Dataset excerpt
◆ ◆ ◆ ◆ ◆ ◆ ◆

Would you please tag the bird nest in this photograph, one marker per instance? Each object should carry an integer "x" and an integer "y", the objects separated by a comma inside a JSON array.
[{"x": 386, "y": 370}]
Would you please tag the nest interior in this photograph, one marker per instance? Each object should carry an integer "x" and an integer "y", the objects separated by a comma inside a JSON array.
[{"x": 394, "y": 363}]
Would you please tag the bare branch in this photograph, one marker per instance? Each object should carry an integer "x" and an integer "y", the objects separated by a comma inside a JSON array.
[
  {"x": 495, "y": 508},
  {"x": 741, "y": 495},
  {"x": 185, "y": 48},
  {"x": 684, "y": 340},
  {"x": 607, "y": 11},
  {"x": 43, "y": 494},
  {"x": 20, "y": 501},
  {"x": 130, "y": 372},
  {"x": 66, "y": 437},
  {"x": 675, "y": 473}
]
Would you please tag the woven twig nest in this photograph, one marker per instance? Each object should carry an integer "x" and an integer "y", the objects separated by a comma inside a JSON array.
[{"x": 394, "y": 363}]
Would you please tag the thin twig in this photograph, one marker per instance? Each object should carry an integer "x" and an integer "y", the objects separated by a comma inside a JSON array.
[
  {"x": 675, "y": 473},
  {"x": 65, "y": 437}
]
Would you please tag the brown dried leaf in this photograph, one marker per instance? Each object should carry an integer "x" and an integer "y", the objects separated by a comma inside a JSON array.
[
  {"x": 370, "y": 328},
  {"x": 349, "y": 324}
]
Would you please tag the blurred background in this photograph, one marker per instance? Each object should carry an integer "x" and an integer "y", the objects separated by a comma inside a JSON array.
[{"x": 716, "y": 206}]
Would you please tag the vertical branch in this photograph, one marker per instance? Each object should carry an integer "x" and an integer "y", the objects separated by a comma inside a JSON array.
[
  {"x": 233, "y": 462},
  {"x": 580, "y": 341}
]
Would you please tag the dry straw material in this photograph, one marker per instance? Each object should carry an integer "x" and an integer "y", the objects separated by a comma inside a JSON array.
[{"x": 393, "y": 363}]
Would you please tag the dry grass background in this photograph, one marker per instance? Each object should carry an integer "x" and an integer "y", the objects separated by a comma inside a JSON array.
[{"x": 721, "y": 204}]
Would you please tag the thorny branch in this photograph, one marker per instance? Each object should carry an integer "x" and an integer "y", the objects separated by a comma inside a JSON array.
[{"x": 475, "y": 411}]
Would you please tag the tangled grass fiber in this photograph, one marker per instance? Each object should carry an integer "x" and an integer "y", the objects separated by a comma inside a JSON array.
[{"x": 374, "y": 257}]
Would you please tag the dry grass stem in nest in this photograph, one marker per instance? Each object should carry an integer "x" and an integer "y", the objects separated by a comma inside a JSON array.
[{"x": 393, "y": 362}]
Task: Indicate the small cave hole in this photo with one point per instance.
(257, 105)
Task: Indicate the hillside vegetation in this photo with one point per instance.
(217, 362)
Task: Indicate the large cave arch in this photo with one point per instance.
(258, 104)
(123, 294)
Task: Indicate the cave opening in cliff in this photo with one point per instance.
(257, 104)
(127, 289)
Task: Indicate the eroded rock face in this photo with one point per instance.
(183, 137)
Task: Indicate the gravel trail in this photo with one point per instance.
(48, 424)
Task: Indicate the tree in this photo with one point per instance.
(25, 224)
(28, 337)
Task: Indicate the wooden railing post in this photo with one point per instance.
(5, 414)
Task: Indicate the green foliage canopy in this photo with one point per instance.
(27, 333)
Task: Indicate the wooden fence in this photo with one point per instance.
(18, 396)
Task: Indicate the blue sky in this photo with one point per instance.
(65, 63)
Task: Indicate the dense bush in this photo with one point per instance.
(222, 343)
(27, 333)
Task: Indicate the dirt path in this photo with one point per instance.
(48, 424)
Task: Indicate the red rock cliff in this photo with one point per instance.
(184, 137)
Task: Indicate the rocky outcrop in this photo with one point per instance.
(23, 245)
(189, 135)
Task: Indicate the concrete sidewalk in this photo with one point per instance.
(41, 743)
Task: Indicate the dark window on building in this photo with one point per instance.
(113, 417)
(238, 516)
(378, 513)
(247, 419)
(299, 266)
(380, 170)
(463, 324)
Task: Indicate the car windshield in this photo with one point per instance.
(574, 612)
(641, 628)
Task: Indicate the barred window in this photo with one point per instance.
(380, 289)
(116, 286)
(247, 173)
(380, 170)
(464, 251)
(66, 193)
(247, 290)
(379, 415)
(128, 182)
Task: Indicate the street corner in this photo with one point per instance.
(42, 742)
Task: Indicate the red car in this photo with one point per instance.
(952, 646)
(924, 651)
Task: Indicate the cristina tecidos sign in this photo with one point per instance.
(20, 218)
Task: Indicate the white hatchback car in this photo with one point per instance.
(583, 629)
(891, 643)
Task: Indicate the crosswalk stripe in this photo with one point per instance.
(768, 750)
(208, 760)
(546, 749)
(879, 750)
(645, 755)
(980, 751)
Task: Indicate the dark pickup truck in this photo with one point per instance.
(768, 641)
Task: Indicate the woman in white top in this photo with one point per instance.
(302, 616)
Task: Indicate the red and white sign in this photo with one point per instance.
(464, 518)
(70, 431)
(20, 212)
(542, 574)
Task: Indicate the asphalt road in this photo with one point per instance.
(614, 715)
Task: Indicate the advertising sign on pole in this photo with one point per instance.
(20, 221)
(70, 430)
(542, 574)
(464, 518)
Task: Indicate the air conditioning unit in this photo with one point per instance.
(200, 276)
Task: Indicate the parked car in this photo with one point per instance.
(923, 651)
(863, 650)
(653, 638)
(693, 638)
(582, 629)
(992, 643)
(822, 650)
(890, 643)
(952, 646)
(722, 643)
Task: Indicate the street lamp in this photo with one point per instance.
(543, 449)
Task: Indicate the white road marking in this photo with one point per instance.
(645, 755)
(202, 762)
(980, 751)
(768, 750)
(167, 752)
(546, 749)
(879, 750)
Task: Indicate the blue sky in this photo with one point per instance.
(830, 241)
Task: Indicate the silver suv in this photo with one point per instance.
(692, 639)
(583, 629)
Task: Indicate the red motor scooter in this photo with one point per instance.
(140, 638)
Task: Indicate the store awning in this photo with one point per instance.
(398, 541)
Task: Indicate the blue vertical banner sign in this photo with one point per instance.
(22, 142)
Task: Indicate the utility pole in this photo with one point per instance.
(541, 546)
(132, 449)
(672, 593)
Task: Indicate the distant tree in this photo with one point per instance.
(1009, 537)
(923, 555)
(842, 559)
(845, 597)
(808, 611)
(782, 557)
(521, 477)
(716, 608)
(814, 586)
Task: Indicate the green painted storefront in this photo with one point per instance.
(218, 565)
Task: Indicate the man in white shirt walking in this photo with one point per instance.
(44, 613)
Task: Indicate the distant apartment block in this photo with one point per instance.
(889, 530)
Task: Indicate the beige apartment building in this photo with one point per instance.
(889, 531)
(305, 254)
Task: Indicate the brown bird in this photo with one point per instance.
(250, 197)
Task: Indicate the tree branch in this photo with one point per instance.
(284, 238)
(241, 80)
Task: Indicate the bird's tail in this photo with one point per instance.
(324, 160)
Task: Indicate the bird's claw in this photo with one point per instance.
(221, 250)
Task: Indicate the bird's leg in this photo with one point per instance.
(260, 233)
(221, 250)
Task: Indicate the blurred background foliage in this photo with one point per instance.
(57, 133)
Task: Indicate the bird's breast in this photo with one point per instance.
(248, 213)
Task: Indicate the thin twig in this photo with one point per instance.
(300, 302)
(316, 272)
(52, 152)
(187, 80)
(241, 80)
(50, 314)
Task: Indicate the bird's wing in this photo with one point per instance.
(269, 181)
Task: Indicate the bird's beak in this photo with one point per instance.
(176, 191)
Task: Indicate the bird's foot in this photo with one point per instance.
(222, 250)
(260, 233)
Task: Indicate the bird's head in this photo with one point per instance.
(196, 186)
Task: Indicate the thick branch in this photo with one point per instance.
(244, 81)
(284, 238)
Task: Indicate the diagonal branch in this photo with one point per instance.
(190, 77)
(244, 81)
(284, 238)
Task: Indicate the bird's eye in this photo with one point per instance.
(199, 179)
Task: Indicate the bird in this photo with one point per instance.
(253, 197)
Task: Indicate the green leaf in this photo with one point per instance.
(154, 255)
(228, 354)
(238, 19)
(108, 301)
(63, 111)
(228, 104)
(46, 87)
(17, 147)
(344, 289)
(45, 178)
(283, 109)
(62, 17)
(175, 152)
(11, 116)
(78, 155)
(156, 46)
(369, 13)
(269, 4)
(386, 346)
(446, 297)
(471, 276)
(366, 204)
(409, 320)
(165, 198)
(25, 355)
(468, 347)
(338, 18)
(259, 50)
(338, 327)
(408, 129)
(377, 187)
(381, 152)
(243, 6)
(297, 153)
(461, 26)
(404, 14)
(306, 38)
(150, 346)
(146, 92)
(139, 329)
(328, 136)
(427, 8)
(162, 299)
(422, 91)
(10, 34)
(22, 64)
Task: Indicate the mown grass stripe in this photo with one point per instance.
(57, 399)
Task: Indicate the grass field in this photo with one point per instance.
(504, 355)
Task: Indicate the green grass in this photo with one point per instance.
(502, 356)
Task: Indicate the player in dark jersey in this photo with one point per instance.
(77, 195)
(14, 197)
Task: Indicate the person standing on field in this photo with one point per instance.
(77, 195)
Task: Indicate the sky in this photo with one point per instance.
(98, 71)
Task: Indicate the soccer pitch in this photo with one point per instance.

◆ ◆ ◆ ◆ ◆ ◆ ◆

WHAT YOU ARE ASKED TO DO. Copy only this span: the line that contains "Task: Indicate the bird in", the last line, and every line between them.

PROBLEM SOLUTION.
Task: Indicate the bird in this photo with one point per instance.
(253, 197)
Task: Indicate the green leaf in this photo with one point per instance.
(154, 255)
(228, 354)
(238, 19)
(108, 301)
(63, 111)
(228, 104)
(46, 87)
(17, 147)
(344, 289)
(45, 178)
(283, 109)
(62, 17)
(175, 152)
(11, 116)
(78, 155)
(156, 46)
(369, 13)
(269, 4)
(386, 346)
(446, 297)
(471, 276)
(366, 204)
(409, 320)
(165, 198)
(25, 355)
(468, 347)
(338, 18)
(259, 50)
(338, 327)
(408, 129)
(377, 187)
(381, 152)
(243, 6)
(297, 153)
(461, 26)
(404, 14)
(306, 38)
(150, 346)
(146, 92)
(139, 329)
(328, 136)
(427, 8)
(162, 299)
(422, 91)
(10, 34)
(22, 64)
Task: Indicate the mown grass stripe in this photo with one point per instance.
(57, 399)
Task: Indicate the grass field in this photo with one point per instance.
(504, 355)
Task: Indicate the green grass in this photo with one point per instance.
(502, 356)
Task: Indicate the player in dark jersey in this photo with one point per instance.
(77, 195)
(14, 197)
Task: Indicate the person standing on field in this photo with one point per instance.
(77, 195)
Task: Indicate the sky in this photo with one point per instance.
(98, 71)
Task: Indicate the soccer pitch in this photo with one point per instance.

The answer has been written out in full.